### [The problem]
Extend the book description of *Sleeping, Dreaming, and Dying* with a few more sentences that pick up after its last line.

### [Source excerpt]
[start]

Sleeping, Dreaming, and Dying: An Exploration of Consciousness (Paperback)
This book contains the dialogue from a five-day long conference in 1992 between the Dalai Lama and Western neuroscientists and psychologists. Together they discussed both Tibetan Buddhist philosophy and Western science viewpoints on three critical points in one's consciousness: sleeping, dreaming, and dying. They explore concepts such as, what is a self?; what happens to the brain during sleep?; what is lucid dreaming?; what happens during death?
This is a fantastic record of one of the greatest conversations in human history. For all you scientists and philosophers, this book is for you!— From Clarisse
For modern science, the transitional states of consciousness lie at the forefront of research in many fields. For a Buddhist practitioner these same states present crucial opportunities to explore and transform consciousness itself. This book is the account of a historic dialogue between leading Western scientists and the Dalai Lama of Tibet. Revolving around three key moments of consciousness--sleep, dreams, and death--the conversations recorded here are both engrossing and highly readable. Whether the topic is lucid dreaming, near-death experiences, or the very structure of consciousness itself, the reader is continually surprised and delighted.

[end]

### [Dataset entries]
[start]

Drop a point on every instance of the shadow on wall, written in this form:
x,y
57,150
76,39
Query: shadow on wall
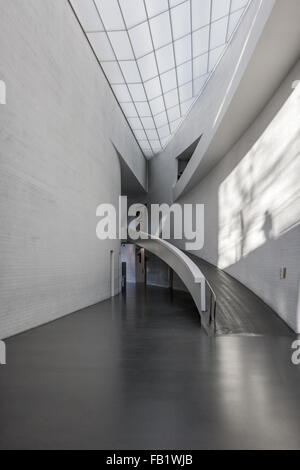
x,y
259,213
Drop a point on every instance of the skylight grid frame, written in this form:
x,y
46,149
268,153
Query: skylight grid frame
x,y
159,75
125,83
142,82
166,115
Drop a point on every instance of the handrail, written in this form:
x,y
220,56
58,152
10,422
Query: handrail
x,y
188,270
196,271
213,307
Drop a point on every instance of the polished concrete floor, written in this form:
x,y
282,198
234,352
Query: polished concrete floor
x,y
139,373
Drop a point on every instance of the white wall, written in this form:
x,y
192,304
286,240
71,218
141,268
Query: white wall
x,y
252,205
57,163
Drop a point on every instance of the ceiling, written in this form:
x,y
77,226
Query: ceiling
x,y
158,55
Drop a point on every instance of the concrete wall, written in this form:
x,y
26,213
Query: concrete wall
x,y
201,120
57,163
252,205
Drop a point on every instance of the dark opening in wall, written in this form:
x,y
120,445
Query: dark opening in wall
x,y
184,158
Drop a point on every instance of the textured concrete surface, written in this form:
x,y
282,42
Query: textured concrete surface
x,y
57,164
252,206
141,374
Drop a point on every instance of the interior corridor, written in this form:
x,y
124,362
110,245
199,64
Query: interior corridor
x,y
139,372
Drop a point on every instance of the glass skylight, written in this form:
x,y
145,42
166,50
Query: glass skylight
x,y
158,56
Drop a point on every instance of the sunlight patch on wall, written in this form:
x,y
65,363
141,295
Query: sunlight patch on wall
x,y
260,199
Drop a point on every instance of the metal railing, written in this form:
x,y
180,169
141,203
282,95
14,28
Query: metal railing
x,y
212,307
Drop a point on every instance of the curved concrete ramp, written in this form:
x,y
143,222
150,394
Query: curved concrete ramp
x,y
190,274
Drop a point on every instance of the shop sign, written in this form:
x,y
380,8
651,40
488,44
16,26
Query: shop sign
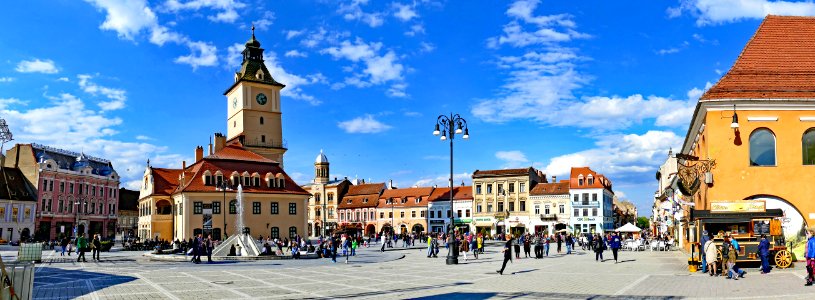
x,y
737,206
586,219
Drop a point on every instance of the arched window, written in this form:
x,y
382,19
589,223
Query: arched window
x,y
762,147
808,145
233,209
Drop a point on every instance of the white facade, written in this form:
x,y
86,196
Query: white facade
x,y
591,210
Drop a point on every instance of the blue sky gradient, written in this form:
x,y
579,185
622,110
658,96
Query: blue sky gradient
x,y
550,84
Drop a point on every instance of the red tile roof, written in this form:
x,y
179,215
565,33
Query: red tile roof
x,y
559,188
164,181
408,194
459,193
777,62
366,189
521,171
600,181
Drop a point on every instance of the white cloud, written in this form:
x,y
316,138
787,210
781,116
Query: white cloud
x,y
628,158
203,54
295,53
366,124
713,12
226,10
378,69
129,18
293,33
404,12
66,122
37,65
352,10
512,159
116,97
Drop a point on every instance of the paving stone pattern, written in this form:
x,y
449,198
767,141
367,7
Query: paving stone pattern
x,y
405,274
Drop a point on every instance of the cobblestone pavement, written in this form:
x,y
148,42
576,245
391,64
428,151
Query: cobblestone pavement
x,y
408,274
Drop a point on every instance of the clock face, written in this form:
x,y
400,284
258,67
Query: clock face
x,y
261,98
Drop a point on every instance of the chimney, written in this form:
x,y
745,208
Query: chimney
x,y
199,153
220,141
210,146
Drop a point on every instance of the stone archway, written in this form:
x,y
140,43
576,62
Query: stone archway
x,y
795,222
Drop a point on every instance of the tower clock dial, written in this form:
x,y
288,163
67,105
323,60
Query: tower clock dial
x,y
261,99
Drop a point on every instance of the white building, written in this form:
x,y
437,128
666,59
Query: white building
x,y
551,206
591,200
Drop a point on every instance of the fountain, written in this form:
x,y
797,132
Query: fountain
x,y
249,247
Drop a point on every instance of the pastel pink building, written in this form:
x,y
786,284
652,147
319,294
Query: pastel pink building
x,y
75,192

[end]

### [Expected answer]
Narrated by Francisco Varela, an internationally recognized neuroscientist, the book begins with insightful remarks on the notion of personal identity by noted philosopher Charles Taylor, author of the acclaimed Sources of Self. This sets the stage for Dr. Jerome Engel, Dr. Joyce MacDougal, and others to engage in extraordinary exchanges with the Dalai Lama on topics ranging from the neurology of sleep to the yoga of dreams.
Remarkable convergences between the Western scientific tradition and the Buddhist contemplative sciences are revealed. Dr. Jayne Gackenbach's discussion of lucid dreaming, for example, prompts a detailed and fascinating response from the Dalai Lama on the manipulation of dreams by Buddhist meditators. The conversations also reveal provocative divergences of opinion, as when the Dalai Lama expresses skepticism about "Near-Death Experiences" as presented by Joan Halifax. The conversations are engrossing and highly readable. Any reader interested in psychology, neuroscience, Buddhism, or the alternative worlds of dreams will surely enjoy Sleeping, Dreaming, and Dying.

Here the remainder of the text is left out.